▶ [Task requirements]
a) List every person named in the article on the IAEA walkout and the Iran nuclear talks.
b) Please write what comes next in the article on the IAEA walkout and the Iran nuclear talks, starting after its last sentence.

▶ [Provided text]
□ □ □ □

US Secretary of State Antony Blinken stressed Tuesday that Moscow and Washington – regardless of the Ukraine crisis - shared an interest in reviving the JCPOA. But Victoria Nuland, Undersecretary of State for Political Affairs, told a Senate Foreign Relations Committee hearing on Tuesday that Russia was “trying to up the ante and broaden its demands with regard to the JCPOA.” She insisted: “We are not playing 'Let's Make a Deal.’”

Tensions between the European Union and Russia blew up at the International Atomic Energy Agency board meeting Wednesday as the EU led a walkout.
Stephan Klement, head of the EU delegation to the IAEA, tweeted that the move had been in “response to unacceptable remarks” by Russia. Klement condemned “Russian military aggression” against Ukraine and “resulting nuclear threats to safety of Ukrainian facilities.”
Klement did not tell Twitterati what the Russian had said. Neither did Reuters news agency in its initial report. Russian news media is now generally blocked in the EU.
In his report to the board Monday, IAEA chief Rafael Mariano Grossi highlighted “two major issues high on the international community’s agenda…the safety and security of Ukraine’s nuclear power plants amid the…military conflict, and second, making progress on the clarification of the outstanding safeguards issues” with Iran.
Russia in the 1990s withdrew all nuclear weapons from Ukraine, which had hosted a large part of the Soviet atomic arsenal, but Ukraine has several nuclear facilities, including the decommissioned Chernobyl plant, which is now occupied by Russian forces and has lost electric power, raising fears of a radiation leak.Ukraine’s state-run nuclear company Energoatom said Wednesday fighting between Ukrainian and Russian forces made it impossible to immediately repair the high-voltage power line to the plant.

Grossi expressed concern in his report Monday that the Zaporizhzhya nuclear power plant, also now under Russian control, been hit by a shall, causing a fire but no release of radiation.
Ukraine crisis, Iran talks
There has been rampant speculation over links between the Ukraine crisis and the Vienna talksover reviving the 2015 Iran nuclear agreement since Saturday when Russian foreign minister Sergei Lavrov said Moscow wanted assurances that Ukraine sanctions would not impact its economic and other ties with Iran, including its role in implementing the JCPOA, if a new agreement is reached.

□ □ □ □

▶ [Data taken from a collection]
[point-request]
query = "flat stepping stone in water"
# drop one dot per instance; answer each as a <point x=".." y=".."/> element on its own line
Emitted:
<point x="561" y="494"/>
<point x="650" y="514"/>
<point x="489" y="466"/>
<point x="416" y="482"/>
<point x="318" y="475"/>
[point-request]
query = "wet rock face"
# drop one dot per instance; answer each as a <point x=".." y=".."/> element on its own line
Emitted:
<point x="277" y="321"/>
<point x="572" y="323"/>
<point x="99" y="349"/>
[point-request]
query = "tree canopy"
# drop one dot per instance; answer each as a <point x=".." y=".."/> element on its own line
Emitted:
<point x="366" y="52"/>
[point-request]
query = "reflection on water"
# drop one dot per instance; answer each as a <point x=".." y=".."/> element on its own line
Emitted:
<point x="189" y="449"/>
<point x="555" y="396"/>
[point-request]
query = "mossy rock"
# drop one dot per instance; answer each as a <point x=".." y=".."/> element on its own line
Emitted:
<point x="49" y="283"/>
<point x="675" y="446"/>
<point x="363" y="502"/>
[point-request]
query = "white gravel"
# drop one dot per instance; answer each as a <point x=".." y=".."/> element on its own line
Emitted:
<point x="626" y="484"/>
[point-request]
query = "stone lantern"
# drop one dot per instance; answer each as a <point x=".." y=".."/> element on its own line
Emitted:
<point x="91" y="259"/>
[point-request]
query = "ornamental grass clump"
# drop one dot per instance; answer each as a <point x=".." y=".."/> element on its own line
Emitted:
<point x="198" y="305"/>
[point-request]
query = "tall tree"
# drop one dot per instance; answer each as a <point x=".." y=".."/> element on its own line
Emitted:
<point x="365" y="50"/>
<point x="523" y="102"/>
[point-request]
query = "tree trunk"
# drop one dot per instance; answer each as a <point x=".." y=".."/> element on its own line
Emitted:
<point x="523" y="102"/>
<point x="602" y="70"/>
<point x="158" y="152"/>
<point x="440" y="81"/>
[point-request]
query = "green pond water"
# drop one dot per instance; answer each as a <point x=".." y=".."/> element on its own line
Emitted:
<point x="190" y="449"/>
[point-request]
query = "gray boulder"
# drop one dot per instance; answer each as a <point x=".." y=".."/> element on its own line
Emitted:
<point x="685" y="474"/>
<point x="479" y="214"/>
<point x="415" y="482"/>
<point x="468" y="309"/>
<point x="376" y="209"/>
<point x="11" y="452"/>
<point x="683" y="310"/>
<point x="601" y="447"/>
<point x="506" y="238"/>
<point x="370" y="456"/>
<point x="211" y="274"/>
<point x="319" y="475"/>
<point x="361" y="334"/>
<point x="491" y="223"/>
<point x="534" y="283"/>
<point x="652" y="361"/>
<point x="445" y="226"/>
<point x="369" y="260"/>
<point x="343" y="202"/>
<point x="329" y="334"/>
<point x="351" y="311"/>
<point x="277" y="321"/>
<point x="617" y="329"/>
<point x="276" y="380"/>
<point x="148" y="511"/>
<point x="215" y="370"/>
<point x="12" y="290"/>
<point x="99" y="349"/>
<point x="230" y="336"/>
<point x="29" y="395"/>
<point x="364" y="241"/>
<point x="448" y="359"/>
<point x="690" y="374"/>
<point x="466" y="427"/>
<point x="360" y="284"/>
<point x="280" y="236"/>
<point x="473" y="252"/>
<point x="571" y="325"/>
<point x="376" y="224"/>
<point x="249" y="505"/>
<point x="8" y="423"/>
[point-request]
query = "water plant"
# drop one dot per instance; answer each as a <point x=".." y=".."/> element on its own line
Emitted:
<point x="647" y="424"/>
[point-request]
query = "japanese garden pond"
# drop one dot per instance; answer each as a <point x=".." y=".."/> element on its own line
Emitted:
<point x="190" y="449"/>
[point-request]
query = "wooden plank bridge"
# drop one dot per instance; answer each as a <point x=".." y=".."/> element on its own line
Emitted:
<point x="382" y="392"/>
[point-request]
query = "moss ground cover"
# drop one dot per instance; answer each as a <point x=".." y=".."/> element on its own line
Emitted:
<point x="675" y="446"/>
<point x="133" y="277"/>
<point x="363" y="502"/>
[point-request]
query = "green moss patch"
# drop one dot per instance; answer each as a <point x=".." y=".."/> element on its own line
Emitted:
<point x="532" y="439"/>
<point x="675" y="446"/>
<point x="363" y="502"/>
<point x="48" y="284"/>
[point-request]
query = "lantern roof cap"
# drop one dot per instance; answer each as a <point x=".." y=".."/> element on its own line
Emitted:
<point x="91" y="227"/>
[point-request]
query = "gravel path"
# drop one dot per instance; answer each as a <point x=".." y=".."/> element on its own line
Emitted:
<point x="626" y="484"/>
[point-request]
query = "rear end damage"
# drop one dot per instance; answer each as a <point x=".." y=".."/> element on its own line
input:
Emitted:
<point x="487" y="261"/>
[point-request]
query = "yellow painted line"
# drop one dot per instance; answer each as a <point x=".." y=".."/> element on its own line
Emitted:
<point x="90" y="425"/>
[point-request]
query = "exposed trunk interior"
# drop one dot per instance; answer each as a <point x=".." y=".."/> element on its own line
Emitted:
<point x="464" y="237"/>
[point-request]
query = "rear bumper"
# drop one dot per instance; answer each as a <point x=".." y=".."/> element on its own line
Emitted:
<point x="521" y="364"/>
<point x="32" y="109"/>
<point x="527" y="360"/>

□ □ □ □

▶ [Task-by-task answers]
a)
Antony Blinken
Victoria Nuland
Stephan Klement
Rafael Mariano Grossi
Sergei Lavrov

b)
Lavrov said that an “avalanche of aggressive sanctions that have erupted from the West − and which I understand has not yet stopped” meant Moscow needed a “guarantee that these sanctions will not in any way touch the regime of trade-economic and investment relations which is laid down in the Joint Comprehensive Plan of Action."
Playing down Lavrov’s concerns, the United States Secretary of State Antony Blinken Tuesday noted that Russia was “still engaged” in efforts to revive the JCPOA and stressed Washington’s and Moscow’s shared intertest in restricting Iran’s nuclear program.
In Vienna Wednesday, the US Deputy Chief of Mission to the IAEA Louis Bono told the board that Iran needed to answer agency questions over its nuclear work before 2003 as “a legal obligation separate from its JCPOA commitments.” Bono said that “significant concerns” over Iran’s responsibility for transparency under the Nuclear Non-Proliferation ‘safeguards’ rules “remain unresolved after more than two years because of Iran’s lack of substantive engagement.”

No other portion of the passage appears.